**Exercise details:** Change every "marker" to "point" in the data below and reproduce the rest without any change.

**Input:**
⟨
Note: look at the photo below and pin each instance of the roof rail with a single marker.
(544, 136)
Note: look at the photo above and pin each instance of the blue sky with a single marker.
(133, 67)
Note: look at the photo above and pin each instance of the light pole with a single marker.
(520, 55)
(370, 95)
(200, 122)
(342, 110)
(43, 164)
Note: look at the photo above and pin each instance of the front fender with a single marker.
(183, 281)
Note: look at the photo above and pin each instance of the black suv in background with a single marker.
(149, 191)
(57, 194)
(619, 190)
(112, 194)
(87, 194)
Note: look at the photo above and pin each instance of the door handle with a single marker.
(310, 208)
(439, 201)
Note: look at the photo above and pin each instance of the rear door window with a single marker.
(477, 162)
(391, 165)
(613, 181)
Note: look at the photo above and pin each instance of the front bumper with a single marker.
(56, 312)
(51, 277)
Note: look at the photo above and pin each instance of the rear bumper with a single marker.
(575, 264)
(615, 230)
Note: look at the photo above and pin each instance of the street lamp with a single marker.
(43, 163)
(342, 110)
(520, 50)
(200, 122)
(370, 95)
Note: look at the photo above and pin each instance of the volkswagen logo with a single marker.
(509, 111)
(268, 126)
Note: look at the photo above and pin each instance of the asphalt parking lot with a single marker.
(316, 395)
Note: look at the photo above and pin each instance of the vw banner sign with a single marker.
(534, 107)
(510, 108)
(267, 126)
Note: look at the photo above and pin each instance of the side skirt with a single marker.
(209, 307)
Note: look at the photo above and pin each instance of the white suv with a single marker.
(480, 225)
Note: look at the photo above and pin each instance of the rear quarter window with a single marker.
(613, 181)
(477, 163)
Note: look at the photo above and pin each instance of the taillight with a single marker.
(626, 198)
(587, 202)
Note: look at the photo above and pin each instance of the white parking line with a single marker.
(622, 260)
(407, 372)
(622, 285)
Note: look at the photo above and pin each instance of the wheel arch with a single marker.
⟩
**Solution:**
Note: look at the photo below and pin each instance of the roof rail with a single point.
(544, 136)
Note: look at the photo above and pin each instance of the blue sky with a single point.
(133, 67)
Note: look at the photo above and pin each instance of the light pole with a single point.
(520, 55)
(370, 95)
(200, 122)
(342, 110)
(43, 164)
Note: look at the photo above and pin each instance of the front fender with a single point.
(183, 281)
Note: look at the photo above and pin each instance of the black suv in background with a single point.
(149, 191)
(57, 194)
(619, 190)
(112, 194)
(87, 194)
Note: look at the photo above and pin each instance of the door handle with a single point.
(310, 208)
(439, 201)
Note: look at the photo above and pin each instance of the rear door window with a single point.
(477, 162)
(391, 165)
(613, 181)
Note: look at the photo above and pin each instance of the front bumper with a single point.
(56, 312)
(51, 277)
Note: look at the photo above and pin each instance of the rear bumper with a single point.
(575, 264)
(615, 230)
Note: look at the photo above and pin each instance of the street lamp with a single point.
(43, 163)
(342, 110)
(520, 50)
(200, 122)
(370, 95)
Note: look at the photo above and pin each instance of the volkswagen logo with a single point.
(509, 111)
(268, 126)
Note: look at the photo above and pin each instance of the asphalt parking lot with a single point.
(316, 395)
Note: look at the photo above and pin each instance of the vw banner sign with a single point.
(534, 107)
(510, 108)
(267, 126)
Note: look at the photo above and pin each instance of the side skirt with a single point.
(209, 307)
Note: look at the photo above and pin each instance of the white suv with a single point.
(480, 225)
Note: look at the photo above and pin each instance of the rear quarter window with a single point.
(613, 181)
(477, 163)
Note: look at the photo above and pin each instance of the taillight with a single point.
(626, 198)
(587, 202)
Note: look at the photo above and pin each instance of the white parking line with a single point.
(622, 260)
(407, 372)
(622, 285)
Note: look at the photo above and pin each instance of the wheel arch with a single point.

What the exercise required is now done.